* _Required task A_
In the cluster setup guide, what does the Rprofile tell R?
* _Required task B_
Decide whether each statement agrees with the cluster setup guide. Answer yes or no for each, quoting the words from the guide that settle it.
(i) Git is available on the singularity image.
(ii) The command IHME provides for running R reads the Rprofile.
(iii) An "illegal instruction" error means every package must be installed again with optimization turned off.
* _Required task C_
Please continue the cluster setup guide, picking up after its last sentence.

In order to run our code on the cluster, you have to get on the cluster, configure R, get the code, and work with the scheduler. Here are the steps.
ssh <submit-node>.uw.edu
qlogin -l h_rt=12:00:00,fthread=2,m_mem_free=4G -q i.q -P proj_mmc -now no
If you have one qlogin session and want a second one, look up the hostname bu running the command hostname
in the qlogin, do another ssh to the submit node, and ssh with
ssh <worker-node>.uw.edu
I’m telly you this because it’s hard to figure out the full hostname has five parts.
mkdir -p dev
cd dev
git clone git@github.com:dd-harp/analytics-pipeline.git
git clone git@github.com:dd-harp/pr2ar.git
Check that R is cofigured. You configure R on the cluster by installing an Rprofile, like this one.
$ cat ~.Rprofile
.libPaths(c("~/share/R3.6.2", .libPaths()))
options(repos = structure(c(CRAN = "https://repo.miserver.it.umich.edu/cran")))
That tells R where to put its libraries when it runs.
Copy a script to run R. IHME provides a command to run R, but it doesn’t read the Rprofile. We hacked it to load the .Rprofile so that we can a) install our own external packages and b) use our code as packages. The three parts are
~adolgert/bin/rsing
- command-line R~adolgert/bin/execRscript.sh
- This runs a script as execRscript.sh <scriptname>
.~adolgert/bin/rsingbash
- A Bash command line within the R singularity image. This helps you figuure out what your script sees when it runs. For instance, git
isn’t installed on the singularity image, so you can’t use git
.So copy those if you need them.
devtools::install("~/dev/pr2ar")
If you’re re-installing pr2ar a million times because you’re editing it, try an alternative installation call.
devtools::install("~/dev/pr2ar", dependencies = FALSE, upgrade = FALSE)
If you see compilation messages like this, everything looks fine, but you might be in trouble.
g++ -std=gnu++11 -I"/usr/local/lib/R/include" -DNDEBUG -I. -I/usr/local/include -UDEBUG -DNDEBUG -DU_HAVE_ELF_H -w -fno-gnu-unique -fno-optimize-sibling-calls -DMKL_ILP64 -m64 -I/opt/intel/compilers_and_libraries_2019.5.281/linux/mkl/include -I/usr/include -msse2 -mfpmath=sse -g -O3 -fPIC -fPIC -w -fno-gnu-unique -fno-optimize-sibling-calls -DMKL_ILP64 -m64 -I/opt/intel/compilers_and_libraries_2019.5.281/linux/mkl/include -I/usr/include -msse2 -mfpmath=sse -g -O3 -c stri_trans_normalization.cpp -o stri_trans_normalization.o
The problem is that the sse and sse2 optimizations may work on one computer but not another. If you later see an error called “illegal instruction,” then you have to go back and install every package with optimization turned off. This means that R’s install won’t work by default. You need to customize installation for failing packages. And maybe tell Infra that you’d like a cluster that uses the same processors for all of the nodes.

* _Record extracts_
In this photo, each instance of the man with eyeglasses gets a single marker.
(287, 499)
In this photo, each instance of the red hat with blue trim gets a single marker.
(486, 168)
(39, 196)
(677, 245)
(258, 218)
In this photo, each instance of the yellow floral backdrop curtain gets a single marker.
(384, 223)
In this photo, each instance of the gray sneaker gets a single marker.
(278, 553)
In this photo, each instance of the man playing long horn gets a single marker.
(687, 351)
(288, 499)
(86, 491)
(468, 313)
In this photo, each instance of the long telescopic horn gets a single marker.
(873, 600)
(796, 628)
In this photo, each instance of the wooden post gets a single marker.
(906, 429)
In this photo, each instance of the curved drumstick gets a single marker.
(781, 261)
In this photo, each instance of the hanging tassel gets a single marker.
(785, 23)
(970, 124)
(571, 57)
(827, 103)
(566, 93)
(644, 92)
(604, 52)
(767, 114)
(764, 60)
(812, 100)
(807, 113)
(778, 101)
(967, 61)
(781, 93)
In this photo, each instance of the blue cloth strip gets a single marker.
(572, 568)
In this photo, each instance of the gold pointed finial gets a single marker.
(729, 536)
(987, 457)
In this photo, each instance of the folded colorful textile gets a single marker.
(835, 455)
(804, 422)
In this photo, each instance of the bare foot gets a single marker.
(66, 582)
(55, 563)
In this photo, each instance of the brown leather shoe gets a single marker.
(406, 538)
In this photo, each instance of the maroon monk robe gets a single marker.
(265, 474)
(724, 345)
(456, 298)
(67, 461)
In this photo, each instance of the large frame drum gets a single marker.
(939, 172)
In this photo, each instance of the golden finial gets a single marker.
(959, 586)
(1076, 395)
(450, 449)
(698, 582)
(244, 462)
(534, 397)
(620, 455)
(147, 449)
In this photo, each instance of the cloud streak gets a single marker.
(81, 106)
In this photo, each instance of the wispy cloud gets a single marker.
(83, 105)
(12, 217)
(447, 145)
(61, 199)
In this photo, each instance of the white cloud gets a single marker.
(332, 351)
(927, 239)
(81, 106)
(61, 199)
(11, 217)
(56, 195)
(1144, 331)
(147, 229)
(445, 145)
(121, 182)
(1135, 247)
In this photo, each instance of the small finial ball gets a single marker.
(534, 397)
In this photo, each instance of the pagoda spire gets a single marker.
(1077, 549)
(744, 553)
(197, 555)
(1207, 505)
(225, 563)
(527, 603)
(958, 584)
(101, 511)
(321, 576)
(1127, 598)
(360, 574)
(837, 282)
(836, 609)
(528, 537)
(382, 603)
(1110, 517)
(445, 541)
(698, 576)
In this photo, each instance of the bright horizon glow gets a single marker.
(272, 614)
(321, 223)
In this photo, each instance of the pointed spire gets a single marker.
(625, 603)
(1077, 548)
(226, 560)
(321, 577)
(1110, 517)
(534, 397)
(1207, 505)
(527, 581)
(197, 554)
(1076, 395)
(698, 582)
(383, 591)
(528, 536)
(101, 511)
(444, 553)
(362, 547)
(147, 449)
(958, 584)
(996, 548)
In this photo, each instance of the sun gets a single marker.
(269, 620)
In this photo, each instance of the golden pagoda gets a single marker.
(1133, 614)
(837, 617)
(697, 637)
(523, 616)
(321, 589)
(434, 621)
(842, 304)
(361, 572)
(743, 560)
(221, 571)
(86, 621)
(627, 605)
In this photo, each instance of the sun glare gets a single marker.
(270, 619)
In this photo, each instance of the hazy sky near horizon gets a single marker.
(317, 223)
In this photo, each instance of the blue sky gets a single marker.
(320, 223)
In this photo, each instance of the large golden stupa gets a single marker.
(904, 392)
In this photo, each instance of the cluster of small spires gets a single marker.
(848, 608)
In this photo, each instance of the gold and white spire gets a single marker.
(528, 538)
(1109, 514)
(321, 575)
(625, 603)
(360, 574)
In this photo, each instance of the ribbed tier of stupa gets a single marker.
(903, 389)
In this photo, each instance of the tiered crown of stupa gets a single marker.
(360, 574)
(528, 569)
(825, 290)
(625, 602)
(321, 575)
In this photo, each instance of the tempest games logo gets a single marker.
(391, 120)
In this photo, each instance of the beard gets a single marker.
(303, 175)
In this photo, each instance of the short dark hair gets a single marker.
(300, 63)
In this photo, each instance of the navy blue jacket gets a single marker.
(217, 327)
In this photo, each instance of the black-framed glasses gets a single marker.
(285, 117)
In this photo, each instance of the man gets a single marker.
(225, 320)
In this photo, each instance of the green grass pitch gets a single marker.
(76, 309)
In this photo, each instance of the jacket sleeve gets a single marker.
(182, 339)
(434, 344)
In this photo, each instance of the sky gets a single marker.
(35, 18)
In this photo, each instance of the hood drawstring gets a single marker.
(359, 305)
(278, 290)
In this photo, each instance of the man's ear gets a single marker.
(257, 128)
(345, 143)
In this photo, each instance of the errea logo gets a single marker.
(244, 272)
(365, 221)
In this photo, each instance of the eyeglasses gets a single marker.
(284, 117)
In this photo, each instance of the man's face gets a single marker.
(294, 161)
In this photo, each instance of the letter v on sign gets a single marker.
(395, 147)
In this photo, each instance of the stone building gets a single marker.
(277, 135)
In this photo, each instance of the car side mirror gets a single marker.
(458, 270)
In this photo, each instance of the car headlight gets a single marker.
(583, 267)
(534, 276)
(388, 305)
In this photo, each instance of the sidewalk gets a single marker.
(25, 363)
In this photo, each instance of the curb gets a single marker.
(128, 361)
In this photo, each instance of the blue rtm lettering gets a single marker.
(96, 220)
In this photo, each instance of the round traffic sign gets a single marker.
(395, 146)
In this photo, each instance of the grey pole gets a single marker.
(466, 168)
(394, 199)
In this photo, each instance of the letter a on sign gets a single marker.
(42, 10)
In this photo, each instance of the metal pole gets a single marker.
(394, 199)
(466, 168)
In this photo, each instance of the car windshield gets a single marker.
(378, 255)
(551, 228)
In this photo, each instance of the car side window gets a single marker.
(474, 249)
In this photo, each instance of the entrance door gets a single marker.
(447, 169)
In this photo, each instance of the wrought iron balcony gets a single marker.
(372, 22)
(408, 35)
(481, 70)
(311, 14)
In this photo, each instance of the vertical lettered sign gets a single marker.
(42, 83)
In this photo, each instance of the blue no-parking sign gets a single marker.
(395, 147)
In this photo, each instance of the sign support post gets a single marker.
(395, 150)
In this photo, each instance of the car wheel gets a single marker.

* _Exercise result A_
It tells R where to put its libraries when it runs.

* _Exercise result B_
(i) No: "isn’t installed on the singularity image"
(ii) No: "IHME provides a command to run R, but it doesn’t read the Rprofile"
(iii) Yes: "then you have to go back and install every package with optimization turned off"

* _Exercise result C_
Test that it loads with library(pr2ar)
.
Go the Hub and search for “R/RStudio Cluster Cheat Sheet”. Or try this link: https://hub.ihme.washington.edu/pages/viewpage.action?pageId=60485097
Then run
singRstudio -P proj_mmc
You’ll see something like this, where the last line tells you where to point your web browser.
$ singRstudio -P proj_mmc
--------------------------------------------------------------------------------
RStudio Qsub Script Info
----------------------------------------
Script Name : 'rstudio_qsub_script'
Version : 2.0.1
Number of threads set to: 2 (default)
Maximum memory set to : '1G' (default)
Queue set to : 'all.q' (default)
Runtime set to : '03:00:00:00' (default)
Cluster set to : 'prod' (default)
Project set to : 'proj_mmc'
Port set to : '7285' (based on user name)
Image type : LBD Team (default)
Image version set to : /share/singularity-images/lbd/rstudio/shells/lbd_rstudio_shells/rstudio_shell_9999_current.sh
Requesting archive nodes: TRUE (default)
Submitting RStudio job with the following command:
'qsub -N rstudio_ide -j y -o /share/temp/sgeoutput/adolgert/output -now no -P proj_mmc -l fthread=2 -l m_mem_free=1G -l h_rt=03:00:00:00 -q all.q -l archive=TRUE /share/singularity-images/lbd/rstudio/shells/lbd_rstudio_shells/rstudio_shell_9999_current.sh 7285'
Your job 40923023 ("rstudio_ide") has been submitted
http://gen-uge-archive-p207.cluster.ihme.washington.edu:7285
That last line is a URL. Point your web browser there, and you’ll see R.
Is it pointing to your installed libraries? Check for your library with
.libPaths()
I had a problem with the versions not matching, so I ran this to make them match.
.libPaths(c("/ihme/homes/adolgert/share/R3.6.1", "/usr/local/R-3.6.1/library"))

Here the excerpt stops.